Pictures do not belong in the copy; quote every entry below exactly.

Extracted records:
Start
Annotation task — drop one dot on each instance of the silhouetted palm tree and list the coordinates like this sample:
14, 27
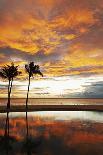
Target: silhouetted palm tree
31, 69
9, 72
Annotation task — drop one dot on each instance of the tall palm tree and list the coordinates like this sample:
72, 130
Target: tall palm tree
9, 72
31, 69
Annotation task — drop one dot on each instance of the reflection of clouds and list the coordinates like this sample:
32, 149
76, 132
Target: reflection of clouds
70, 135
66, 86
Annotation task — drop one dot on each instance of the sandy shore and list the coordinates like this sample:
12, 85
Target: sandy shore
21, 108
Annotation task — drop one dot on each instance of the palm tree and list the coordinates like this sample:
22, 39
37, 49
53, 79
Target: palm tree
9, 72
31, 69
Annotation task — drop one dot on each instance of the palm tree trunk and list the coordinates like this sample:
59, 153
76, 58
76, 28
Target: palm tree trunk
9, 102
7, 117
27, 133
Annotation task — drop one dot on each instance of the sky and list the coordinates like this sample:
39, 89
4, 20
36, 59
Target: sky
64, 37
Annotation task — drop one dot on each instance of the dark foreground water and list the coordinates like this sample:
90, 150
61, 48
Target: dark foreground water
54, 133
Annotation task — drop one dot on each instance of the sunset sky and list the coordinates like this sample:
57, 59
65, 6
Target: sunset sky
65, 37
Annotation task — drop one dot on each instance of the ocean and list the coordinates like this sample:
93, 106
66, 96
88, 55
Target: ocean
53, 132
52, 101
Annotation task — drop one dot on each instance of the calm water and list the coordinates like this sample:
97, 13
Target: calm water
59, 101
52, 133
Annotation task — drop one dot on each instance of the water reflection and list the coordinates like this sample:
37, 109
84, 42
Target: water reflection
52, 133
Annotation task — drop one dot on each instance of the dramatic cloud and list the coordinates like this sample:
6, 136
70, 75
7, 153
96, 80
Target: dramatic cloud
65, 37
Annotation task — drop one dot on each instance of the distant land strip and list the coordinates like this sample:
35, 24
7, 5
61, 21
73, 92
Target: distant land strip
31, 108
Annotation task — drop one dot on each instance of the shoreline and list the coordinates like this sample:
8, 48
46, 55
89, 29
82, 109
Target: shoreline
31, 108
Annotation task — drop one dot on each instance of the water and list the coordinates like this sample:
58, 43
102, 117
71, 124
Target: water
52, 133
57, 101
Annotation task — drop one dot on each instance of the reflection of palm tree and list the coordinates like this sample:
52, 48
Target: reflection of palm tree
9, 72
31, 69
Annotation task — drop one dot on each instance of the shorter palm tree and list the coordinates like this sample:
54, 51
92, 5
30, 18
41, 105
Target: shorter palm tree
31, 69
9, 72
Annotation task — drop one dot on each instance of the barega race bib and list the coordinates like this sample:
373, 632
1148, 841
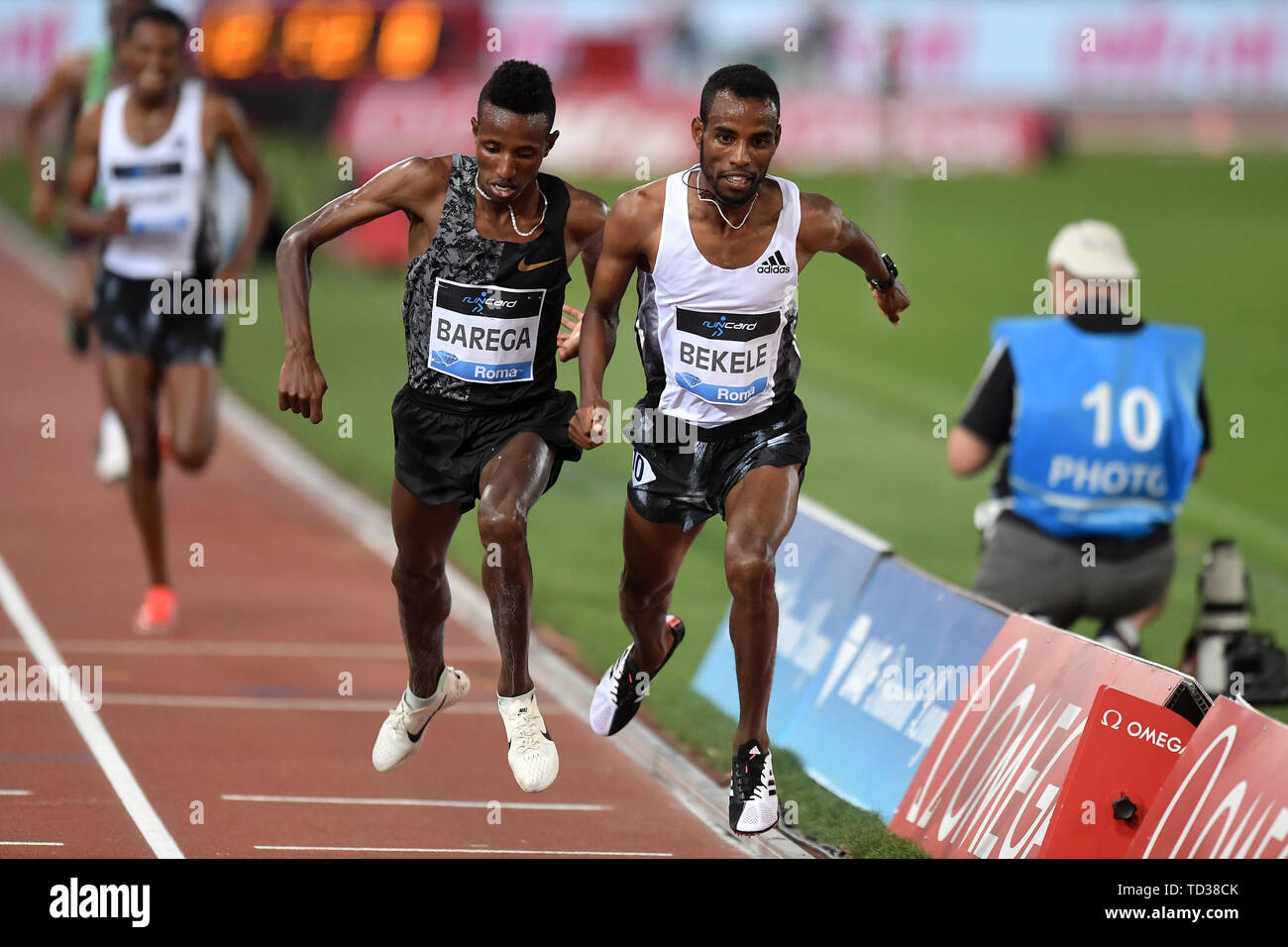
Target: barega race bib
484, 334
725, 359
End
*RESULT OF THE EXERCISE*:
Annotation task — drop one dot on each instance of the silhouetted palm tree and list the coordinates like this sample:
14, 27
Target: silhouetted palm tree
31, 69
9, 72
Annotation task — drop one dot on each instance of the tall palm tree and list the coordinates like this sample:
72, 130
Target: tall palm tree
9, 72
31, 69
Annotation task — drop one dot on each instance of the reflection of clouds and list the coordinates like this sample:
32, 149
76, 132
Target: reflection of clouds
70, 135
66, 86
Annotation task — drop one dot on each instance of the sandy shore and list the coordinates like this sample:
12, 85
Target: sandy shore
21, 108
Annotation task — drop one dot on each instance of the palm tree and list the coordinates like this sample:
22, 39
37, 49
53, 79
Target: palm tree
9, 72
31, 69
Annotation task — drop one dot on each instance of the palm tree trunk and list the coordinates like this sample:
59, 153
76, 58
76, 28
Target: palm tree trunk
9, 102
7, 117
27, 133
Annotation task — drop one dot on each instance of the sky and list the coordinates like this sample:
39, 89
4, 20
36, 59
Target: sky
64, 37
Annotation task — drop one dot on each instance of the dark foreground water and list the coordinates like this sample:
90, 150
61, 48
Target: dark foreground water
54, 133
Annotation task — drop one dot on each instance of the sunset sky and list the coordinates like this sample:
57, 59
65, 6
Target: sunset sky
65, 37
Annotation task — drop one dot on each instance of the ocean and list the coordinates like this sample:
93, 106
66, 96
88, 55
Target: ocean
53, 132
52, 101
Annotation task — drop one dot on each instance of the calm water and list the coordinates like this sample:
97, 13
Target: calm water
59, 101
52, 133
Annotation task — drop one dot on each instance of the water reflection and list the coordinates like this sample:
37, 109
84, 42
Target: water reflection
52, 133
Annotation task — drop one dot on each instance of the dramatic cloud and list the coordinates like this sample:
6, 136
70, 75
7, 153
96, 80
Target: dramatic cloud
65, 37
Annotation task — drop one dot on each instance of the distant land strip and list the coordinates like this sample:
35, 24
7, 5
61, 21
73, 92
Target: distant land strip
31, 108
Annotation task — drop one dot on each instance of the shoreline and list the coordinates like this sample:
8, 48
46, 55
89, 29
82, 109
Target: shoreline
31, 108
Annotation task — drop one dot on each instance of the water and list the coordinates like this sample:
58, 43
102, 117
71, 124
Target: water
52, 133
57, 101
Annotation task — drop one dot on each instance of the reflection of palm tree and list the coordinates like this sample:
52, 48
Target: reflection of palm tree
9, 72
31, 69
Annotation task — drop one dot on each instance of the shorter palm tree and list the coordinates like this sample:
54, 51
92, 5
30, 18
41, 105
Target: shorter palm tree
31, 69
9, 72
Annotation task — drop one dot on each instance of the barega race bib and list the coordinates like this sample:
373, 632
1148, 841
Target: barega race bib
484, 334
725, 359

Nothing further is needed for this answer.